==== Records supplied

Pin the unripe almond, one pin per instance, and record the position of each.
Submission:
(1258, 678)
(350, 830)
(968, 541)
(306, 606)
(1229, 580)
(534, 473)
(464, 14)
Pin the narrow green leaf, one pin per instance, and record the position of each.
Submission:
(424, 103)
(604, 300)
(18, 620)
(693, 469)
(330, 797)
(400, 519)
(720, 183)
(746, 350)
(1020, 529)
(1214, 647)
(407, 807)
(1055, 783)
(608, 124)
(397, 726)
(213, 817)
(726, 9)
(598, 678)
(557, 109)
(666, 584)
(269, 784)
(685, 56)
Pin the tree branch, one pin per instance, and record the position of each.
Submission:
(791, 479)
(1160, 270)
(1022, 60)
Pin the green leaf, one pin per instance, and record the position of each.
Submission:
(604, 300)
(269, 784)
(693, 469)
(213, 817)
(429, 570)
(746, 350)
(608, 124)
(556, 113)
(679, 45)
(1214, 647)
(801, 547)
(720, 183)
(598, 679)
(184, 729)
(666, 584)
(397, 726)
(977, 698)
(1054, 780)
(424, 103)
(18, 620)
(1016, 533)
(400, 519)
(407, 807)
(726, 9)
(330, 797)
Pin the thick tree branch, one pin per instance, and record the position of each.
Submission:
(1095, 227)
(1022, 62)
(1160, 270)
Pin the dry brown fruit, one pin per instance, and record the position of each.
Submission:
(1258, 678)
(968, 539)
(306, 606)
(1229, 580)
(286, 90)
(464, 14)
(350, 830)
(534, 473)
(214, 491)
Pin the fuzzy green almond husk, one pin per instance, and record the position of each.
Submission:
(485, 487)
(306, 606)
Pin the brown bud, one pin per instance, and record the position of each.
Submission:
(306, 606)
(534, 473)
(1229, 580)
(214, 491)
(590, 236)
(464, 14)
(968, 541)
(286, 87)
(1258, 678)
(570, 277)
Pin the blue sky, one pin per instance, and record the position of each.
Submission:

========

> [What is being asked]:
Reproduce every line of the entries above as a numbered list, skipping any blank lines.

> [Answer for the task]:
1. Pin the unripe almond, one pin per instance, and record the position of each.
2. Submission:
3. (1258, 678)
4. (350, 830)
5. (968, 541)
6. (306, 606)
7. (1229, 580)
8. (534, 473)
9. (464, 14)
10. Pin the narrow green leaf, one pin per instance, and record the position of each.
11. Submission:
12. (424, 103)
13. (604, 300)
14. (18, 620)
15. (693, 469)
16. (330, 797)
17. (400, 519)
18. (720, 183)
19. (746, 350)
20. (1020, 529)
21. (1214, 647)
22. (407, 807)
23. (1055, 783)
24. (608, 124)
25. (397, 726)
26. (213, 817)
27. (726, 9)
28. (598, 678)
29. (557, 109)
30. (666, 584)
31. (269, 784)
32. (685, 56)
33. Pin the tree branch, one pin per instance, and record the position of each.
34. Submission:
35. (791, 479)
36. (1160, 270)
37. (1022, 60)
38. Pin the green leaf, one pin per instance, and record the position of each.
39. Submission:
40. (604, 300)
41. (269, 784)
42. (693, 469)
43. (213, 817)
44. (429, 570)
45. (746, 350)
46. (608, 124)
47. (556, 113)
48. (679, 45)
49. (1214, 647)
50. (801, 547)
51. (720, 183)
52. (598, 679)
53. (184, 729)
54. (666, 584)
55. (397, 726)
56. (977, 698)
57. (1054, 780)
58. (424, 103)
59. (18, 620)
60. (1016, 533)
61. (400, 519)
62. (407, 807)
63. (726, 9)
64. (330, 797)
65. Pin the thick tree branch, one pin per instance, and record the position of each.
66. Submission:
67. (1095, 227)
68. (1022, 62)
69. (1160, 270)
70. Pin the dry brown fruit, one pin per instance, and record the position of each.
71. Submission:
72. (1258, 678)
73. (968, 539)
74. (306, 606)
75. (1229, 580)
76. (286, 90)
77. (464, 14)
78. (350, 830)
79. (534, 473)
80. (214, 491)
81. Pin the fuzzy green almond husk, one pin per instance, and record the position of each.
82. Submission:
83. (485, 487)
84. (306, 606)
85. Pin the brown bud, one pin per instance, and record the position of each.
86. Submission:
87. (306, 606)
88. (534, 473)
89. (1229, 580)
90. (214, 491)
91. (590, 236)
92. (464, 14)
93. (968, 541)
94. (286, 87)
95. (1258, 678)
96. (570, 277)
97. Pin the blue sky, one pin per instance, and record the position of each.
98. Submission:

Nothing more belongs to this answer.